** DOCUMENT TEXT **

▼

Credit to Black Titanium for spotting this gem first.

As many new owners of the 600 Pro know, Align unfortunately dropped the tail gear ratio on the Pro from 4.5 (all other 600 class machines) to 3.85. The logic behind this move is to allow for extreme RPMs on the head, >2400. the problem is even the top Pro's flying 600's in competition run 2250 max doing the most demanding 3D routines on earth. So the standard hack that wants decent tail authority at world class headspeeds of 2250 has to run 105mm tail blades. There are nothing but downsides to running 2500. Less flight time, much harder on the Heli components, blade failure, etc.

Also note that Align always gears for no governor. But in this case we are over geared just enough to run 2200-2350 gov'd. So in fact the gear ratio is "perfect" for the governor fans among us.

Well it turns out Align snuck in a poorly described part in May that fits the deeper one way bearing of the pro but keeps the old mod .6 tooth count and works with the old tail drive gear.

Parts:

http://grandrc.com/p7255/H60121-Torque-Tube-Front-Drive-Gear-Set/product_info.html
http://www.align.com.tw/shop/advanced_search_result.php?keywords=H60020A&osCsid=14b3d9ded83937147f0a99a10f30d89f&x=43&y=14

I bought one at : http://www.experiencerc.com/store/h60020t_autorotation_tail_drive_gear_t-rex-p-8897.html

You need both the new auto gear and one of the older tail drive gears. Both linked above.

I've actually installed the new gear already on my 550 and can confirm it fits the 600 Pro OWB, and has the old mod .6 tooth count.

Pros:
Lets you run 95mm tail blades
2250 gets you the same tail holding power as 2500 on a stock setup

Cons:
Increases vibration since the TT runs 15% faster
Auto gear is mod .6 instead of mod .8. So not as strong


For me personally I will stick with the 105's since the vibration reduction is worth it.

▲

** WHAT IS BEING ASKED **
Repeat word for word the passage of the tail gear post above that begins with the words containing "Also note that" and ends with "fans among us.".

** Location identification items **
▼

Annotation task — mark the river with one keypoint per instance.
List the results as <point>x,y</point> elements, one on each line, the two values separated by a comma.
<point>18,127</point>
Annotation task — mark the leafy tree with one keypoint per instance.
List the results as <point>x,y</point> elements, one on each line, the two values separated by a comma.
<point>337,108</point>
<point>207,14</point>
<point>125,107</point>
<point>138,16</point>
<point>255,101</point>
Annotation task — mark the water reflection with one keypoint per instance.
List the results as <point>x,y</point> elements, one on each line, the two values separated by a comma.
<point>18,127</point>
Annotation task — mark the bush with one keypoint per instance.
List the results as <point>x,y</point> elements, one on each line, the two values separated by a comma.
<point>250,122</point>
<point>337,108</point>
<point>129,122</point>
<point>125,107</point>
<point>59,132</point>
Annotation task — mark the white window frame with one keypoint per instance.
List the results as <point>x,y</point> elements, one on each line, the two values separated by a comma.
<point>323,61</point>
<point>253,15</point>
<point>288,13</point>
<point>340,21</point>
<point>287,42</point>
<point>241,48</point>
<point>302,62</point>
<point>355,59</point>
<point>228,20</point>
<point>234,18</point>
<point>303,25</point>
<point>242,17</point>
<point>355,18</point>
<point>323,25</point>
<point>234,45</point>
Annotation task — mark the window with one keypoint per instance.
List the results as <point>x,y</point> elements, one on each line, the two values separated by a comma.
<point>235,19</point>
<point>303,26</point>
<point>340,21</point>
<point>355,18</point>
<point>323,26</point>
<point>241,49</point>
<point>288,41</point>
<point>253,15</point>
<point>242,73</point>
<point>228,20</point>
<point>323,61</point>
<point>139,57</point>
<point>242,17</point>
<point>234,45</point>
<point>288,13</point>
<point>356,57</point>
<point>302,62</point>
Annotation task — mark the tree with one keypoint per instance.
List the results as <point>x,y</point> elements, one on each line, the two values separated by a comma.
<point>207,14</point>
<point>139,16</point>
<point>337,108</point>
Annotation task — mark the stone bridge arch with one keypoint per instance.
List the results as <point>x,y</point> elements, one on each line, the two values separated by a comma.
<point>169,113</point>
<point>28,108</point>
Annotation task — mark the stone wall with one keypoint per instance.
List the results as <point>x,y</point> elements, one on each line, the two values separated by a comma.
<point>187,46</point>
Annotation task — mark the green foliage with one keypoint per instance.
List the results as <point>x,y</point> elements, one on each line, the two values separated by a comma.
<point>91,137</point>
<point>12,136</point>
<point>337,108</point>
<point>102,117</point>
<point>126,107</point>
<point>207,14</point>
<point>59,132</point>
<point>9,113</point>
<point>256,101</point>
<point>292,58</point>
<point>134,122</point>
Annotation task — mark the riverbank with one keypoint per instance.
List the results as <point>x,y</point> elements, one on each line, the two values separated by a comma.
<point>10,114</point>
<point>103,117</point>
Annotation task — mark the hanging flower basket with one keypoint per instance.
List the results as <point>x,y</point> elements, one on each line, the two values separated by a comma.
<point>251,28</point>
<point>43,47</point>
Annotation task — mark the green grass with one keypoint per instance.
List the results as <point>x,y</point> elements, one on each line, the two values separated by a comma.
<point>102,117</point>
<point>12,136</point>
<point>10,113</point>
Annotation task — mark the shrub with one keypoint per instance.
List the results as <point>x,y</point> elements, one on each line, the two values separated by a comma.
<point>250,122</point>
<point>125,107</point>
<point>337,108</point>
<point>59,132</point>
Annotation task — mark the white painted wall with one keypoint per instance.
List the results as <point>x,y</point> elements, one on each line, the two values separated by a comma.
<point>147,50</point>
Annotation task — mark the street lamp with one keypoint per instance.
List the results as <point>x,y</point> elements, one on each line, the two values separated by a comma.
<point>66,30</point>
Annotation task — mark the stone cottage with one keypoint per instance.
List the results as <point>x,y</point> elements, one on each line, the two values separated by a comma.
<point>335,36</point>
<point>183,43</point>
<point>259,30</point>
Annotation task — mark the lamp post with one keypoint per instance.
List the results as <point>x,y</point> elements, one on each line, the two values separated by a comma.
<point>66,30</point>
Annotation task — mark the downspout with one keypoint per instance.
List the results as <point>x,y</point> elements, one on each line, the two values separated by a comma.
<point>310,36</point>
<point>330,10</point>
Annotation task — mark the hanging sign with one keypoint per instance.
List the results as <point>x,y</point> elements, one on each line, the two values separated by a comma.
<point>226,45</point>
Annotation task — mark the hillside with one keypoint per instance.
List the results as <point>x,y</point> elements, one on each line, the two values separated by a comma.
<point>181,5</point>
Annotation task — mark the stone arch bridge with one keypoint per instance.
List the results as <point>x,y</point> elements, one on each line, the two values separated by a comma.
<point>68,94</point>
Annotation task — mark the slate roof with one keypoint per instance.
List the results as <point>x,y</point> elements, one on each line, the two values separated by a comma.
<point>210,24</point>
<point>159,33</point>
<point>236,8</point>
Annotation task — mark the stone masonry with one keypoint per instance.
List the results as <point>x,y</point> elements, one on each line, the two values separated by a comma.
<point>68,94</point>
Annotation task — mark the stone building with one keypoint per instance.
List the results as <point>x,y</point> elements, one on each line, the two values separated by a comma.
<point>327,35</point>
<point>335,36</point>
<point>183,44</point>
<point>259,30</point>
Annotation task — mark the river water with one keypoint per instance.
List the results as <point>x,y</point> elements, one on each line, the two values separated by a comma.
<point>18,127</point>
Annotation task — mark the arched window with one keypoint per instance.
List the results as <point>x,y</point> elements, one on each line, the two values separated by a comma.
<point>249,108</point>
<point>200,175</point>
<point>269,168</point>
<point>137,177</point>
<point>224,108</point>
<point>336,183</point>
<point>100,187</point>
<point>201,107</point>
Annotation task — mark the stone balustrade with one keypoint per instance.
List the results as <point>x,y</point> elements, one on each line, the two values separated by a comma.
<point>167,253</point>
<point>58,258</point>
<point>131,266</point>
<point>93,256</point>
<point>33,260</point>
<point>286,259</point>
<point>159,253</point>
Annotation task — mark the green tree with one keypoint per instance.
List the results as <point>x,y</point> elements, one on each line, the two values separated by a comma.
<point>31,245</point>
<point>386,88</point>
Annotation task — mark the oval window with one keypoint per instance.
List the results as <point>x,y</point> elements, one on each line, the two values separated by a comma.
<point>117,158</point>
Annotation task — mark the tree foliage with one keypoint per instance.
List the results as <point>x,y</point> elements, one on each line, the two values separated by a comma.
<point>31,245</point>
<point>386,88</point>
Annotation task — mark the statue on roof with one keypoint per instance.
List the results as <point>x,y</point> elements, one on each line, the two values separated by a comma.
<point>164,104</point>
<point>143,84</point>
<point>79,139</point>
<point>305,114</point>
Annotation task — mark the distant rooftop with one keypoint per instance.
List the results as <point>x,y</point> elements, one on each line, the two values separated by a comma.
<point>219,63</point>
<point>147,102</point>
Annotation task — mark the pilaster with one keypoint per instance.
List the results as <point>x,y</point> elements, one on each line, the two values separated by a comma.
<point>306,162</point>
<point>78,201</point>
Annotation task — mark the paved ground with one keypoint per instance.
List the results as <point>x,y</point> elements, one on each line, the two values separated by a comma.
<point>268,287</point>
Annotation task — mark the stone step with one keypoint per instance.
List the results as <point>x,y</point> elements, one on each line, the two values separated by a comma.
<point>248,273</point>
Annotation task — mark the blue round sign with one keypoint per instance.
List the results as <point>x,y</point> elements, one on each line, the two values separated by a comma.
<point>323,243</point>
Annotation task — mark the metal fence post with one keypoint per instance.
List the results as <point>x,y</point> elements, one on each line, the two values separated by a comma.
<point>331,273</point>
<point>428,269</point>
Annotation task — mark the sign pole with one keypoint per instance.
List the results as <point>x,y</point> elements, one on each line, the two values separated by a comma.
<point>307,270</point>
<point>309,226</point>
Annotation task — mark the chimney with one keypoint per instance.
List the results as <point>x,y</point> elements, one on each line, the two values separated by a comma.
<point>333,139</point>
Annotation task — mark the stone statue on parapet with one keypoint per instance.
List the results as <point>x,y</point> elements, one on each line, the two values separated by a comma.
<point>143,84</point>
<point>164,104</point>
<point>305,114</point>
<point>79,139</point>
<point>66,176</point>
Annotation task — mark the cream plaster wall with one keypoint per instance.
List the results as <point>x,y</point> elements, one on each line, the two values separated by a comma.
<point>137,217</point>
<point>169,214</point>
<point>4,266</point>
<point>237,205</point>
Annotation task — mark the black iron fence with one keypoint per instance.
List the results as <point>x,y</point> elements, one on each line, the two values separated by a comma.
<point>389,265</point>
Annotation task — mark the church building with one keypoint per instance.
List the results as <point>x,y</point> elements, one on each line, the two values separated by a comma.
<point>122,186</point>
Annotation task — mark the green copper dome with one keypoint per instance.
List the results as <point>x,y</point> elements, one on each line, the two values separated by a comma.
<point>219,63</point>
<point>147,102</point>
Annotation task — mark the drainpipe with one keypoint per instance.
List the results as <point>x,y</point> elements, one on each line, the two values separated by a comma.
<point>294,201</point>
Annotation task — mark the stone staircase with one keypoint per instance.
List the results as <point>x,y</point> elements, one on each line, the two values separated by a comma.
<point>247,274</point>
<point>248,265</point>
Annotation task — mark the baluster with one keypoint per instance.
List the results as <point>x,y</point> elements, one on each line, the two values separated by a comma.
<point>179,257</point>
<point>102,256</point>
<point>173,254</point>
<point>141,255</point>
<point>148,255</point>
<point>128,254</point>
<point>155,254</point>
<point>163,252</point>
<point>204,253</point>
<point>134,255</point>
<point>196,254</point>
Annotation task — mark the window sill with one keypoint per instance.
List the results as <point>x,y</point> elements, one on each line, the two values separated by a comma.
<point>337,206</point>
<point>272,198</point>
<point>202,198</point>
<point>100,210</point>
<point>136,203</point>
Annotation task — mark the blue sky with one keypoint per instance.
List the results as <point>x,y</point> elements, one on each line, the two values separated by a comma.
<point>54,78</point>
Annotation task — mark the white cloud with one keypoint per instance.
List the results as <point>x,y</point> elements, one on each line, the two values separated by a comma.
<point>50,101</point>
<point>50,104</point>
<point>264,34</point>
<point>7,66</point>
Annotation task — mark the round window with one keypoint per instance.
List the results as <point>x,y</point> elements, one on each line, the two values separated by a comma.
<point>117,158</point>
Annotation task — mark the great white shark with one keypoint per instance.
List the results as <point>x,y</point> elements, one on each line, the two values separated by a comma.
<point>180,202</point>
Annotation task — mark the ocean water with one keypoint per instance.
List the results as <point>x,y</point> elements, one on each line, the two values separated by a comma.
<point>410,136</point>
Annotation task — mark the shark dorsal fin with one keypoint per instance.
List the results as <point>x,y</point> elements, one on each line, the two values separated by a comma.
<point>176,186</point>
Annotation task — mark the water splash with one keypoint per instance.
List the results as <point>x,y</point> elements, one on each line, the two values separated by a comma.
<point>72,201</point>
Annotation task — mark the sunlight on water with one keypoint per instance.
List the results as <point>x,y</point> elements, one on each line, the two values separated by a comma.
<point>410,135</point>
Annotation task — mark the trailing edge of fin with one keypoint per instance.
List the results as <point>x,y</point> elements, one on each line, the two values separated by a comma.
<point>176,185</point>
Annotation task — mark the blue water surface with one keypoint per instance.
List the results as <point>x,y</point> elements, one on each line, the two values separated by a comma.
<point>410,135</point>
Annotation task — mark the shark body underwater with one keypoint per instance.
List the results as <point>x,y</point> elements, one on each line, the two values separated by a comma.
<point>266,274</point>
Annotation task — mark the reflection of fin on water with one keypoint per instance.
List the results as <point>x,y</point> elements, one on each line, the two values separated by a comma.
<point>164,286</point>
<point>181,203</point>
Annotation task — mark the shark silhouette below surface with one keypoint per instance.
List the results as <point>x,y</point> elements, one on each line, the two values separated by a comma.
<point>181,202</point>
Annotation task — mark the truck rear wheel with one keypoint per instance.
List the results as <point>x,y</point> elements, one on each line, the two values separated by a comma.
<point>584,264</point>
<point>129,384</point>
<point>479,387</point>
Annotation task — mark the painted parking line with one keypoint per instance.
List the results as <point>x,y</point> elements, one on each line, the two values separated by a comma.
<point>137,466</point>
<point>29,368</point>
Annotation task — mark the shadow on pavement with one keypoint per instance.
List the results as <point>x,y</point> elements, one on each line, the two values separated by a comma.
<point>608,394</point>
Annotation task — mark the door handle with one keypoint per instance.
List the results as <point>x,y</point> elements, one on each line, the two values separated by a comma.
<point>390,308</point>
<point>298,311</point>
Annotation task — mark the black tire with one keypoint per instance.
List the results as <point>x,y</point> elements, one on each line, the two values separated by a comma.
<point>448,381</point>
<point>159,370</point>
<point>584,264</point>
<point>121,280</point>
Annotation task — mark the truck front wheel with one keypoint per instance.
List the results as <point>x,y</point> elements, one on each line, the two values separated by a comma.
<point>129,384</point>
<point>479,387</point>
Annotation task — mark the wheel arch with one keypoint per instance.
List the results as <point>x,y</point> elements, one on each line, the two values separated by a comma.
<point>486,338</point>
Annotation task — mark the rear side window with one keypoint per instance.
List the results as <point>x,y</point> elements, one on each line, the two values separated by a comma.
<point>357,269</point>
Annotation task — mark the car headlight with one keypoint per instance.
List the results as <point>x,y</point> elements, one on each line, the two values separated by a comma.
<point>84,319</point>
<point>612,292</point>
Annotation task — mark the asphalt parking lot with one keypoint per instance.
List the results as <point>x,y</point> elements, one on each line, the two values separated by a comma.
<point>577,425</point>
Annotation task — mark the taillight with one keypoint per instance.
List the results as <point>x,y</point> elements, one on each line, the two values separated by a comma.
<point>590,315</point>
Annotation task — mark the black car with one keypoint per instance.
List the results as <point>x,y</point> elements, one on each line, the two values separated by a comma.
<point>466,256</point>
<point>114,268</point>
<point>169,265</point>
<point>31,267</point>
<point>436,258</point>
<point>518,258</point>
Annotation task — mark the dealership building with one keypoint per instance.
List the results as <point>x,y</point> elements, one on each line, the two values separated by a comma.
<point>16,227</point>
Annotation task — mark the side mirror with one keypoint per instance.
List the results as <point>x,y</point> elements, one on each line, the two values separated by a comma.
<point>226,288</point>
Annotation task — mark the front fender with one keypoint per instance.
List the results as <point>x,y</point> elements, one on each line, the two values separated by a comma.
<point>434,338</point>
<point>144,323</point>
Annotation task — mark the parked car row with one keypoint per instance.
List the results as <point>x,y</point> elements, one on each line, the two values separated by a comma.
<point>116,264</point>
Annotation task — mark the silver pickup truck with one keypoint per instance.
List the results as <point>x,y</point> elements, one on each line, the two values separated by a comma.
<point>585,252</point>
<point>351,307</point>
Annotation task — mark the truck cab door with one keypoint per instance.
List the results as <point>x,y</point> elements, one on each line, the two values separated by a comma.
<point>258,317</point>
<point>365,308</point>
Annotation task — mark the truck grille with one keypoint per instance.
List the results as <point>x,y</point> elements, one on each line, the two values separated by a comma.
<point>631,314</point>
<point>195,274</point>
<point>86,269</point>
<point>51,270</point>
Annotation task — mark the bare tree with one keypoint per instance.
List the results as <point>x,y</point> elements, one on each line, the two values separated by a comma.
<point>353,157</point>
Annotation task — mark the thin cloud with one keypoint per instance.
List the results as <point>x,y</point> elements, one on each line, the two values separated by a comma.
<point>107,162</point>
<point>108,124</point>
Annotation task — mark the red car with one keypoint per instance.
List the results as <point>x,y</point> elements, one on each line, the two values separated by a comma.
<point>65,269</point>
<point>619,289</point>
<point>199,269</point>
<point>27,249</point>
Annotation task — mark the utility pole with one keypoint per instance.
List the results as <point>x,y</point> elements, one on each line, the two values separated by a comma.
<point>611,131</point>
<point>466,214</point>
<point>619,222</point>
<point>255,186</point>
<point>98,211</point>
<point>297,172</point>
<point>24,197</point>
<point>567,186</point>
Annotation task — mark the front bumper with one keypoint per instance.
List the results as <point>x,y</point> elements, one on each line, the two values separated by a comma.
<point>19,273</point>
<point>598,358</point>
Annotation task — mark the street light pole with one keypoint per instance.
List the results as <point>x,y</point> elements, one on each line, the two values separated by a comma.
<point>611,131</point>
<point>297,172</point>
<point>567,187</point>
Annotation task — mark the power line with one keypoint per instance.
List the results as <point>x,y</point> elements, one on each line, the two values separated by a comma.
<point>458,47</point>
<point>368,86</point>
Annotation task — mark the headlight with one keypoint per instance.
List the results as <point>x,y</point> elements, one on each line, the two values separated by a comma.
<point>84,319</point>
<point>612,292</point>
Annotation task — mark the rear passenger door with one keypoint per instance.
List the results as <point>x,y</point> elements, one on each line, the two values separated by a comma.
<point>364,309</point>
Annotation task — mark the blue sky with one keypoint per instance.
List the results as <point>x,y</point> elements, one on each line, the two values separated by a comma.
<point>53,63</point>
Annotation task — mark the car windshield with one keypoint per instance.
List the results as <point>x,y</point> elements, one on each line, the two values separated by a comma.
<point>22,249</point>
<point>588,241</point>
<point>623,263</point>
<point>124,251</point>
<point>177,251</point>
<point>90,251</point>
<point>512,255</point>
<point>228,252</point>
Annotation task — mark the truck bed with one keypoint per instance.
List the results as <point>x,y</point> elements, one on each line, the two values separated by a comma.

▲

** SOLUTION TO THE EXERCISE **
Also note that Align always gears for no governor. But in this case we are over geared just enough to run 2200-2350 gov'd. So in fact the gear ratio is "perfect" for the governor fans among us.